Exercise data:
________________________

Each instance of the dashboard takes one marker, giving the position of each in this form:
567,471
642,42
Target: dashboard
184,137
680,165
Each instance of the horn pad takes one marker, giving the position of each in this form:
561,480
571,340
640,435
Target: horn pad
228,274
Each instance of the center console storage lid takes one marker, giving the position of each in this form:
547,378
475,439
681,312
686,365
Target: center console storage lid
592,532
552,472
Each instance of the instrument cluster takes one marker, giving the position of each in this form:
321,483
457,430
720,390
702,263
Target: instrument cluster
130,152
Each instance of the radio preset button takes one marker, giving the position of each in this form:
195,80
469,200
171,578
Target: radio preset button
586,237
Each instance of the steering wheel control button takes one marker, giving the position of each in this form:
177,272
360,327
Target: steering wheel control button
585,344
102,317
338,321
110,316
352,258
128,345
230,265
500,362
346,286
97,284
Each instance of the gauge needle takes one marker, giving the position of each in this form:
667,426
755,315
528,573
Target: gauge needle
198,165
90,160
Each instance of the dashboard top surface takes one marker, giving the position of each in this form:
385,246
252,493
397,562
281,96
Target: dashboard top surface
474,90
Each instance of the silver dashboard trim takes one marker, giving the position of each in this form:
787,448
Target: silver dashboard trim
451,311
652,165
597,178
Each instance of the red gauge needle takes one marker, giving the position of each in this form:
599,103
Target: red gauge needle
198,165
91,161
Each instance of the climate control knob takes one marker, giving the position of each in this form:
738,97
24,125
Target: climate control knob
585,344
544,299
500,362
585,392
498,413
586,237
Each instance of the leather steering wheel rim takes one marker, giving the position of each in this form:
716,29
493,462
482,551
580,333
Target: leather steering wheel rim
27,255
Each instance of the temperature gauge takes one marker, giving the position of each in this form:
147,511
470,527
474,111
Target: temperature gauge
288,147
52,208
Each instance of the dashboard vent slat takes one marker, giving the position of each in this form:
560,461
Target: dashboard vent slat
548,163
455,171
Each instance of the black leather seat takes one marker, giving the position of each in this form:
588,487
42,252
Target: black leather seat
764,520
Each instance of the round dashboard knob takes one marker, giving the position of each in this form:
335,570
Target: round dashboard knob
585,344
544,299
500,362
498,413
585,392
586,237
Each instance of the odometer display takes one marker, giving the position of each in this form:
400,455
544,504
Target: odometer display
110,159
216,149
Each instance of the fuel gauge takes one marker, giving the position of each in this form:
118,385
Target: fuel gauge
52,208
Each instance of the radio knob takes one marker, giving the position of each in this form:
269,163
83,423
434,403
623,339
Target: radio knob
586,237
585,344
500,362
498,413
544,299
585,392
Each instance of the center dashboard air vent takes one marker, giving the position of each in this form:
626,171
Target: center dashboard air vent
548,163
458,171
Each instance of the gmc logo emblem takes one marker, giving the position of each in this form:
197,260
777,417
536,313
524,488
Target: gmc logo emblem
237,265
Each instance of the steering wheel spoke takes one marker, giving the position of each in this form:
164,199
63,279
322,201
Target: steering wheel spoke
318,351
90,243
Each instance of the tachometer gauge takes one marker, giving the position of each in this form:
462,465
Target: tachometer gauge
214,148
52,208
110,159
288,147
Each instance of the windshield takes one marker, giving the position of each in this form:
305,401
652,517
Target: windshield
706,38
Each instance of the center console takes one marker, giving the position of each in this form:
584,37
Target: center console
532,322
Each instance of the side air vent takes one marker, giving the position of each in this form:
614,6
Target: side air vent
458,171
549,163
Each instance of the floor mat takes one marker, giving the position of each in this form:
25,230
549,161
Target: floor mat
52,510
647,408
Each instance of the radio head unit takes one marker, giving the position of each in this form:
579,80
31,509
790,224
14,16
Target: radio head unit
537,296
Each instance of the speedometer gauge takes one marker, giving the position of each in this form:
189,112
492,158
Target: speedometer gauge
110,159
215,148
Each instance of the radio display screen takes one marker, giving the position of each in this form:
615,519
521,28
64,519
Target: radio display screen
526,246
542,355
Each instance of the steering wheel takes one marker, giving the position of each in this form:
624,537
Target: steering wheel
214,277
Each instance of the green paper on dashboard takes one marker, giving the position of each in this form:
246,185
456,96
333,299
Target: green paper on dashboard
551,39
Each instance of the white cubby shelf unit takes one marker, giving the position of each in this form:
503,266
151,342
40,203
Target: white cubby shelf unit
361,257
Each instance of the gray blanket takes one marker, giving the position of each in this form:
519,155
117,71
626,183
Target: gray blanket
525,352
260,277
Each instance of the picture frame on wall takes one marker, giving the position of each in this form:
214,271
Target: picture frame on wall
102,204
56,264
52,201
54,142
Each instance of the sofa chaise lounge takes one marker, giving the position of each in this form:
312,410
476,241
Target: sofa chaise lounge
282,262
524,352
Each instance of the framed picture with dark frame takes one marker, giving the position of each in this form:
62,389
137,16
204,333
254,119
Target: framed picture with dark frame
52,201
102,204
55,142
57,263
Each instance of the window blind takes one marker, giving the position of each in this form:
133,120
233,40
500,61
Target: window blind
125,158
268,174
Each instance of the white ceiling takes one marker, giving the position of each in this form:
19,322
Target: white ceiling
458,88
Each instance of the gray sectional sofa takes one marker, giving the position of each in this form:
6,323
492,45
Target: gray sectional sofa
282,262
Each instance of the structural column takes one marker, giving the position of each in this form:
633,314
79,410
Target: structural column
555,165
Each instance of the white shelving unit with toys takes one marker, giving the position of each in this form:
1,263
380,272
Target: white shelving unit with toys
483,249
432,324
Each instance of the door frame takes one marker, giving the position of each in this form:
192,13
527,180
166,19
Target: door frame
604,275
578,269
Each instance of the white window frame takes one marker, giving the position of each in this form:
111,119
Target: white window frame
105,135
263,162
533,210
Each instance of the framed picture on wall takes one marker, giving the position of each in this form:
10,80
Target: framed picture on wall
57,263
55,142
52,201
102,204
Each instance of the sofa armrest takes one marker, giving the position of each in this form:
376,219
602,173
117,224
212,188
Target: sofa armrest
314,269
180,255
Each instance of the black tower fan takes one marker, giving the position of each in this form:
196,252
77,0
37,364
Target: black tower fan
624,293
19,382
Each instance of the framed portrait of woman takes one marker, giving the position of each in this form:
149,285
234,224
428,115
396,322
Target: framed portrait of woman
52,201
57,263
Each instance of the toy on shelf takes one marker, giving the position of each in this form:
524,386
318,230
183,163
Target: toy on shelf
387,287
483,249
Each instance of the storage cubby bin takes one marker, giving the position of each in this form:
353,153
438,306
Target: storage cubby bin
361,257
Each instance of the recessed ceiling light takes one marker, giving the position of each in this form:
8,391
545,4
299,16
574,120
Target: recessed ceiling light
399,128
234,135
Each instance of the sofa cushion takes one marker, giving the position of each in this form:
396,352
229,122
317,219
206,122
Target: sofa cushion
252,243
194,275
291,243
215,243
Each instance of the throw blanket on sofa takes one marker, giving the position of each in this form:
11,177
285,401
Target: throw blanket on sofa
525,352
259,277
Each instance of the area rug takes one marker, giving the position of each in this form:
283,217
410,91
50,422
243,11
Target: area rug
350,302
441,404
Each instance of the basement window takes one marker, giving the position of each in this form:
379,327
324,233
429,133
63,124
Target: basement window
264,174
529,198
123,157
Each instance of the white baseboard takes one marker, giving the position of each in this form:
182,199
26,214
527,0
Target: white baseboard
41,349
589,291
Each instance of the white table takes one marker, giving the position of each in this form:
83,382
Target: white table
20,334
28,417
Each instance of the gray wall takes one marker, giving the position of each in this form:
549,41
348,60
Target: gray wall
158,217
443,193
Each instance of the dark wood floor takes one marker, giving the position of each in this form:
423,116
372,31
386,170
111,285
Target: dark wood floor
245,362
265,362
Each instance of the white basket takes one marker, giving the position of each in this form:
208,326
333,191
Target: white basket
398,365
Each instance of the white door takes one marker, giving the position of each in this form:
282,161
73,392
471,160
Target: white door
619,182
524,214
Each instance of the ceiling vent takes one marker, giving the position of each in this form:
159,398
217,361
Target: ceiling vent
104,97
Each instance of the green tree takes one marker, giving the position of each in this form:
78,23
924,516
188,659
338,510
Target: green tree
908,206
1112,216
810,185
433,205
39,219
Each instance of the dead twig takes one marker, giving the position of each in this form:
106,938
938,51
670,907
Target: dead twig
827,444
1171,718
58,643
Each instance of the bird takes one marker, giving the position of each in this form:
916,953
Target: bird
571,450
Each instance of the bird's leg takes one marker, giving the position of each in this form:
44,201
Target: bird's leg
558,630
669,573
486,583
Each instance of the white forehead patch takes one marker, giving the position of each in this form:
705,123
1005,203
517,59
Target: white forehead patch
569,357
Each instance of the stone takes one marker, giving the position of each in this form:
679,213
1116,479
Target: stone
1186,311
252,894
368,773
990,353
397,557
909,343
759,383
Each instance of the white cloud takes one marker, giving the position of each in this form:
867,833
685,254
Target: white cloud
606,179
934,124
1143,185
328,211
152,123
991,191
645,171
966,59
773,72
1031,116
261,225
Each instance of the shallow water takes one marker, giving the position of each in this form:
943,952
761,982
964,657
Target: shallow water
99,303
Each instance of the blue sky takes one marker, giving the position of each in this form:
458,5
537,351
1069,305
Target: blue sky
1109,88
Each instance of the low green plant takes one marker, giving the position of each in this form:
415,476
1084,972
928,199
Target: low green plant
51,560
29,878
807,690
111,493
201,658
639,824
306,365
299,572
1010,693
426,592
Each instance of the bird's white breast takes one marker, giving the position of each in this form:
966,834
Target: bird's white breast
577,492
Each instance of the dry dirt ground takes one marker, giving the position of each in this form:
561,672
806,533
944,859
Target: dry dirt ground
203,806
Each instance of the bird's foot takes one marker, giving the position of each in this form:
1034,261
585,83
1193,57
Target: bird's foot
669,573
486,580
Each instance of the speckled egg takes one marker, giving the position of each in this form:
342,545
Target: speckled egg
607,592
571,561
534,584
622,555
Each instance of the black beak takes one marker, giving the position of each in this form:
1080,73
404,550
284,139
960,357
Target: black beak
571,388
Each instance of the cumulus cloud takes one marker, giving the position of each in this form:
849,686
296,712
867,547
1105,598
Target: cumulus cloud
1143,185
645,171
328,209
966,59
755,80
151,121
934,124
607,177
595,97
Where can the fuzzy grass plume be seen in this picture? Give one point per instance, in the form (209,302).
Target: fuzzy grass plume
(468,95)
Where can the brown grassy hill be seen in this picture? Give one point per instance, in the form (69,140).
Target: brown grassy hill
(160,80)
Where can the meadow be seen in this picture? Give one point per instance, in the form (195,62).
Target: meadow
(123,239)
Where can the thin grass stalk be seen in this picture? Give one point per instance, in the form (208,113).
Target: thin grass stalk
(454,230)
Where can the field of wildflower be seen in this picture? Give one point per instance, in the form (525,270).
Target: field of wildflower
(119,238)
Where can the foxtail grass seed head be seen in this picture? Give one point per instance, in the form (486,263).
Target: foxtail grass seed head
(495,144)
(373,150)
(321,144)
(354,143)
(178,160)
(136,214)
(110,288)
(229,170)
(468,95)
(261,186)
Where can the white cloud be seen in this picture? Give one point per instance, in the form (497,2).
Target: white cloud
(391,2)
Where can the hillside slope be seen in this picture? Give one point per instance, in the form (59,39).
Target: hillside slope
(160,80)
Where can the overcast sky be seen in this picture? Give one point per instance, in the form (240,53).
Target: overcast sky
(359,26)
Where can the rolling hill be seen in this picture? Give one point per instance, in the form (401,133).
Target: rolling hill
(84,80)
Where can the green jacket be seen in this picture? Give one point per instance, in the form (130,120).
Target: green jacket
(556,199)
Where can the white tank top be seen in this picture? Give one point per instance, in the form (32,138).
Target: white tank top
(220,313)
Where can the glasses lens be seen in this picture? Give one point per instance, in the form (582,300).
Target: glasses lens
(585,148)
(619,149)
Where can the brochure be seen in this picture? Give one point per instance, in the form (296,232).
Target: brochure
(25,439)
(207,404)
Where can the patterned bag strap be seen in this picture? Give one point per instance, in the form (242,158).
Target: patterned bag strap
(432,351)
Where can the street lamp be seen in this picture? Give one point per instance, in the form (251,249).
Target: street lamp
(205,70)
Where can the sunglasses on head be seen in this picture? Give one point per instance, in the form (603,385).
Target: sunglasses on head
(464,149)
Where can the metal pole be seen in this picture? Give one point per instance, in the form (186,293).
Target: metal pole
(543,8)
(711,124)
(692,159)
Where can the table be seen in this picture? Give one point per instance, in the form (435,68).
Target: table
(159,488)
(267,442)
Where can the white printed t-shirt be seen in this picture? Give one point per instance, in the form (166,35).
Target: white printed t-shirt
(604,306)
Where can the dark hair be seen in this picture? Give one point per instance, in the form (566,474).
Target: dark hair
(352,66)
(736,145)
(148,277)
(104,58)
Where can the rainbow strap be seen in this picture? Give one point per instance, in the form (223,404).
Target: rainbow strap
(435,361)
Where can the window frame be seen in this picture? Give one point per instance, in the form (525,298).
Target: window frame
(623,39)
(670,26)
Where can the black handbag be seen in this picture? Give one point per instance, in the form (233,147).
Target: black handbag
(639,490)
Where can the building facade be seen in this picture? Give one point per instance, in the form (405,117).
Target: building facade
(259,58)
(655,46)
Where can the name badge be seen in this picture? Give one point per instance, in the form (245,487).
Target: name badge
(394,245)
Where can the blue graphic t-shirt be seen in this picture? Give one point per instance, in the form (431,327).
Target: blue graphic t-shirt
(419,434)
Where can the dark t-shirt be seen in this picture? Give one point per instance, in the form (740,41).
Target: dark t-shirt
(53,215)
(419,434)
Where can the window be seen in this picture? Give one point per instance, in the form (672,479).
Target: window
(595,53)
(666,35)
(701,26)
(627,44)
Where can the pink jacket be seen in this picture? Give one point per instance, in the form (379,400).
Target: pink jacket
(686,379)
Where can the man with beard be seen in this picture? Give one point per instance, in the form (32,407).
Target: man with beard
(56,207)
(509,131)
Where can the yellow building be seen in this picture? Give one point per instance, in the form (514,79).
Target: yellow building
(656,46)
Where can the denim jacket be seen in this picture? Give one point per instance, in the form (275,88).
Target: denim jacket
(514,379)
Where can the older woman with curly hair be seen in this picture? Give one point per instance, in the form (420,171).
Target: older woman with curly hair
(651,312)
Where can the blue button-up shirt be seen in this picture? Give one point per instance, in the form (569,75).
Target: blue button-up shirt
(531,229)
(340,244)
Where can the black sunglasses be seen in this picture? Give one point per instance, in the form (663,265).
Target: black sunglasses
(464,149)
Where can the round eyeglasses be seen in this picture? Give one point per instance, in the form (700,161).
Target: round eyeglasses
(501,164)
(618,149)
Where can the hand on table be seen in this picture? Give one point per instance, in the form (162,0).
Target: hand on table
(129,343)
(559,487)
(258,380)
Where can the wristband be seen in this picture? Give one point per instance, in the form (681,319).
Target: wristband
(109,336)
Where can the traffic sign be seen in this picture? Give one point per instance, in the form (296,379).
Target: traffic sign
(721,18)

________________________

Written exercise: Give back exactly the lines from the line holding "Where can the denim" through the last line of the listing, including both.

Result of the exercise:
Where can the denim jacket be seen in this picture? Give one point per instance, in the form (275,88).
Target: denim jacket
(514,379)
Where can the older woman with curly hair be seen in this picture? Give one point per instance, in the form (420,171).
Target: older woman with curly hair
(651,312)
Where can the blue button-up shirt be seen in this picture? Give one point per instance, in the form (569,75).
Target: blue button-up shirt
(531,229)
(340,244)
Where can the black sunglasses be seen in this picture? Give one point per instance, in the form (663,265).
Target: black sunglasses
(464,149)
Where can the round eyeglasses be seen in this picture? Give one point per instance, in the form (700,161).
Target: round eyeglasses
(501,164)
(618,149)
Where can the hand on table be seen in this picture? Give one point per instance, in the form (162,0).
Target: hand on table
(129,343)
(559,487)
(258,380)
Where can the wristband be seen in this picture? Give one point per instance, in the form (681,319).
Target: wristband
(109,336)
Where can the traffic sign be seen in this picture? Give one point per instance, in the form (296,379).
Target: traffic sign
(721,18)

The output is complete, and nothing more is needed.